* Extracted data
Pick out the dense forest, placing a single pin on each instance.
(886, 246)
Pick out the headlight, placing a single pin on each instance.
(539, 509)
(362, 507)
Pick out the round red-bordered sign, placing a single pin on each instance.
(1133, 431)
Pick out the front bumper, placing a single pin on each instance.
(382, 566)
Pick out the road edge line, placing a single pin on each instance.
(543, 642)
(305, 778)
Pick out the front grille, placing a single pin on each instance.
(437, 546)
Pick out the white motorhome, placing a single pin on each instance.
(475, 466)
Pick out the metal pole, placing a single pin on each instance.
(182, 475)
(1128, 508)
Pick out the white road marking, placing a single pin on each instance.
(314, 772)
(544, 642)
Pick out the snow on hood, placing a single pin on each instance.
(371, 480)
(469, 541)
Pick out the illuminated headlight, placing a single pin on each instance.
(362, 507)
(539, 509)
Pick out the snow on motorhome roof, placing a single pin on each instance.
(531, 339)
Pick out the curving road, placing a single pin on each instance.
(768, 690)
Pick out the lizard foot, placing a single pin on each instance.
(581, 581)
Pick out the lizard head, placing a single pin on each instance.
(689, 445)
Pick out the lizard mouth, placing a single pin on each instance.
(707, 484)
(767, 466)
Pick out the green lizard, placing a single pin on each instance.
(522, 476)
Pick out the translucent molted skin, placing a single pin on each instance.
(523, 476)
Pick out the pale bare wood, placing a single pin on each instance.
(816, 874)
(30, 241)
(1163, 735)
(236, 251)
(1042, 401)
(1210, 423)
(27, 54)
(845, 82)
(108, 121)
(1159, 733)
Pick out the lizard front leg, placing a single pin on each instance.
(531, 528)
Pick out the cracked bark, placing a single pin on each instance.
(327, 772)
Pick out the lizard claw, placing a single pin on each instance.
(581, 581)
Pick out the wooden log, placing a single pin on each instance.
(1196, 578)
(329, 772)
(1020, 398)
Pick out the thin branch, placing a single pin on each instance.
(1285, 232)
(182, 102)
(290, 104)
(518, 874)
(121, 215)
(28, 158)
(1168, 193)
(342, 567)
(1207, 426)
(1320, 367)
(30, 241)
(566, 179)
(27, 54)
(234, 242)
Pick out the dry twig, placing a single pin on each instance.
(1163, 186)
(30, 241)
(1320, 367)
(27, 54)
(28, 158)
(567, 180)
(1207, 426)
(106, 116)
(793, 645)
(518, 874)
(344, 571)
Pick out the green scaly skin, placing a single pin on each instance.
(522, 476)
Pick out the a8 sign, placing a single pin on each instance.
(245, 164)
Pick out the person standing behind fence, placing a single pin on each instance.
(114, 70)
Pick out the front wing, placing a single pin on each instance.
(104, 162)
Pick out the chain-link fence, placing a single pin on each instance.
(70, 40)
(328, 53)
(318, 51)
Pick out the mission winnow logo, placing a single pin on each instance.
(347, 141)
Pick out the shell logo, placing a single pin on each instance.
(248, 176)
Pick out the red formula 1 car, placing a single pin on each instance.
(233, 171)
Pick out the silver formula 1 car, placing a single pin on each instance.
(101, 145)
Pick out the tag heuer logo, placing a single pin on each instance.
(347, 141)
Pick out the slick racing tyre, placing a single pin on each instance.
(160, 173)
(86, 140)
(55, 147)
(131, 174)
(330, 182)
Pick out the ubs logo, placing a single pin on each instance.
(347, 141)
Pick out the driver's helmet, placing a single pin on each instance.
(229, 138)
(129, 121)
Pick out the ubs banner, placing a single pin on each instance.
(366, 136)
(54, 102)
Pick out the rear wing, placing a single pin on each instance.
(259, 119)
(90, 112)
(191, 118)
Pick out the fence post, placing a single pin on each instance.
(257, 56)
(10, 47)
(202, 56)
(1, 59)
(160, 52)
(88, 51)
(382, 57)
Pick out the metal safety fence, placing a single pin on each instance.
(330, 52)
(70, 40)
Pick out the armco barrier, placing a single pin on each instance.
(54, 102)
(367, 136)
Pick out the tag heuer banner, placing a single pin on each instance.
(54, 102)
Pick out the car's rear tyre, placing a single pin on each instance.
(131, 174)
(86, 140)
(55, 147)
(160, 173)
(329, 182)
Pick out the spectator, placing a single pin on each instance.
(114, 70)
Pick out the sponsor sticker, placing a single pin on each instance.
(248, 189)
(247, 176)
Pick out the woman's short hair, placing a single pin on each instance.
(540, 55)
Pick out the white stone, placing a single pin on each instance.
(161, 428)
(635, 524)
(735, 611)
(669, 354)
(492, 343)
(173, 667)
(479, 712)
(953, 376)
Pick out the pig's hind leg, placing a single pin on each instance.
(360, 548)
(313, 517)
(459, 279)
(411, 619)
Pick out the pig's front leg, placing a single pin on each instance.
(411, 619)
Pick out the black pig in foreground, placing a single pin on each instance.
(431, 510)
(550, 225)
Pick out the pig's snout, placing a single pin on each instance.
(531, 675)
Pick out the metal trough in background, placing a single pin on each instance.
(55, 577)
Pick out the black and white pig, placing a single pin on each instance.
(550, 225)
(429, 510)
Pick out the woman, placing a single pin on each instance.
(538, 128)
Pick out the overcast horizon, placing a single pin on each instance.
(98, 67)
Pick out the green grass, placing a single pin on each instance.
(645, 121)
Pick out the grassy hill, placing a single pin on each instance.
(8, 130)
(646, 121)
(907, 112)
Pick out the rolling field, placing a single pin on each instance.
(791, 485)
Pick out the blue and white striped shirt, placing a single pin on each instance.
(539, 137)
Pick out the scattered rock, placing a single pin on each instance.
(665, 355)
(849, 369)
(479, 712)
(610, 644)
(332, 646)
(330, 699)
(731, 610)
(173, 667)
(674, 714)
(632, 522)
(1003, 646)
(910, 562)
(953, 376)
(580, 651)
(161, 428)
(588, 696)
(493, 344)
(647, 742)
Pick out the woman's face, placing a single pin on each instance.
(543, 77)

* Exercise directions
All of the material is to be retyped verbatim.

* Result for this task
Pick out the dense forest, placing a single pin on each instance.
(886, 246)
Pick out the headlight, placing a single pin on each instance.
(539, 509)
(362, 507)
Pick out the round red-bordered sign, placing a single pin on each instance.
(1133, 431)
Pick out the front bumper, placing a single pin on each instance.
(382, 566)
Pick out the road edge line, placing a single pin on each instance.
(543, 642)
(305, 778)
Pick out the front grille, placing a single pin on each instance.
(437, 546)
Pick out the white motorhome, placing a single pin on each instance.
(475, 466)
Pick out the metal pole, placing a single pin on each instance.
(182, 475)
(1128, 508)
Pick out the white road marking, placing a single pin on each instance.
(314, 772)
(544, 642)
Pick out the snow on hood, placing a single pin on each instance.
(371, 480)
(469, 541)
Pick out the illuminated headlight, placing a single pin on each instance.
(362, 507)
(539, 509)
Pick out the snow on motorhome roof, placing a single pin on each instance.
(531, 339)
Pick out the curving road, placing a single pin on each instance.
(768, 690)
Pick out the lizard foot, placing a single pin on each instance.
(581, 581)
Pick out the lizard head, placing a single pin on each instance.
(689, 445)
Pick out the lizard mouth, placing a single pin on each instance.
(707, 484)
(767, 466)
Pick out the green lizard, placing a single pin on each instance.
(522, 476)
Pick out the translucent molted skin, placing a single pin on each instance.
(523, 476)
Pick out the pale bare wood, placing a single pin on each instance.
(816, 874)
(30, 241)
(1163, 735)
(236, 251)
(1042, 401)
(1210, 423)
(27, 54)
(845, 82)
(108, 121)
(1159, 733)
Pick out the lizard front leg, placing a single pin on each instance.
(531, 528)
Pick out the cracked bark, placing a single pin on each instance.
(327, 772)
Pick out the lizard claw, placing a single pin on each instance.
(581, 581)
Pick out the wooden log, placing a single pin on each instance.
(1196, 578)
(329, 772)
(1020, 398)
Pick out the thin branch, placing a single pin on each instance.
(1285, 232)
(182, 102)
(290, 104)
(518, 874)
(121, 215)
(28, 158)
(1168, 193)
(342, 567)
(1207, 426)
(1320, 367)
(30, 241)
(566, 179)
(27, 54)
(234, 242)
Pick out the dry twig, placing a single pin on each instance.
(1163, 186)
(30, 241)
(1320, 367)
(27, 54)
(28, 158)
(567, 180)
(1207, 426)
(106, 116)
(793, 645)
(518, 874)
(344, 571)
Pick out the green scaly skin, placing a single pin on each instance.
(522, 476)
Pick out the a8 sign, placing a single pin on each instance.
(245, 164)
Pick out the person standing behind fence, placing a single pin on each instance.
(114, 70)
Pick out the front wing, placing a single pin on each instance.
(104, 162)
Pick out the chain-link fence, placing a single pin on each instance.
(70, 40)
(328, 53)
(318, 51)
Pick out the mission winnow logo, placing a single pin on each instance.
(347, 141)
Pick out the shell logo, placing a single pin on each instance.
(248, 176)
Pick out the red formula 1 car, placing a single pin on each instance.
(233, 171)
Pick out the silver formula 1 car, placing a single pin on each instance.
(101, 145)
Pick out the tag heuer logo, placing a single pin on each instance.
(347, 141)
Pick out the slick racing tyre, placing a single pin on each instance.
(160, 173)
(86, 140)
(55, 147)
(131, 174)
(330, 182)
Pick out the ubs logo, placing a single pin on each instance.
(347, 141)
Pick out the driver's helmet, placing a single pin on each instance.
(229, 138)
(129, 121)
Pick out the ubs banner, placing a single pin on each instance.
(366, 136)
(54, 102)
Pick out the rear wing, placing a single pin on each instance.
(259, 119)
(90, 112)
(191, 118)
Pick out the fence post, placing a single pin on each instance.
(257, 56)
(10, 47)
(202, 56)
(1, 59)
(160, 52)
(88, 51)
(382, 57)
Pick out the metal safety fence, placing a single pin on each instance.
(330, 52)
(70, 40)
Pick out the armco barrier, placing a single pin on each instance.
(54, 102)
(367, 136)
Pick out the tag heuer banner, placing a single pin on each instance.
(54, 102)
Pick out the car's rear tyre, placing a single pin on each instance.
(131, 174)
(86, 140)
(55, 147)
(160, 173)
(329, 182)
Pick out the spectator, placing a single pin on each instance.
(114, 70)
Pick out the sponsor sticker, placing a single pin on each instance.
(248, 189)
(247, 176)
Pick out the woman's short hair, placing a single pin on each instance.
(540, 55)
Pick out the white stone, placing a single pin on each instance.
(161, 428)
(635, 524)
(735, 611)
(669, 354)
(492, 343)
(173, 667)
(479, 712)
(953, 376)
Pick out the pig's hind leg, placing a single pin on each instance.
(360, 548)
(313, 517)
(459, 279)
(411, 619)
Pick out the pig's front leg, placing a single pin on each instance.
(411, 619)
Pick out the black pig in foreground, placing a single pin on each instance.
(431, 510)
(550, 225)
Pick out the pig's snout, placing a single pin on each instance.
(531, 675)
Pick out the metal trough in background, placing a single pin on each instance.
(55, 577)
Pick out the black and white pig, placing a single pin on each instance.
(550, 225)
(429, 510)
Pick out the woman, placing a single pin on each instance.
(538, 128)
Pick out the overcast horizon, placing a single pin on each instance.
(98, 67)
Pick out the green grass, placing a single pin on each instance.
(645, 121)
Pick out the grassy hill, placing a single pin on each instance.
(8, 130)
(646, 121)
(907, 112)
Pick out the rolling field, placing a single pin on each instance.
(791, 485)
Pick out the blue and white striped shirt, placing a single pin on each instance.
(539, 137)
Pick out the scattered rock, placing a single pin on each instance.
(665, 355)
(849, 369)
(479, 712)
(610, 644)
(332, 646)
(330, 699)
(731, 610)
(173, 667)
(674, 714)
(632, 522)
(1003, 646)
(910, 562)
(953, 376)
(580, 651)
(161, 428)
(588, 696)
(493, 344)
(647, 742)
Pick out the woman's face, placing a single pin on each instance.
(543, 77)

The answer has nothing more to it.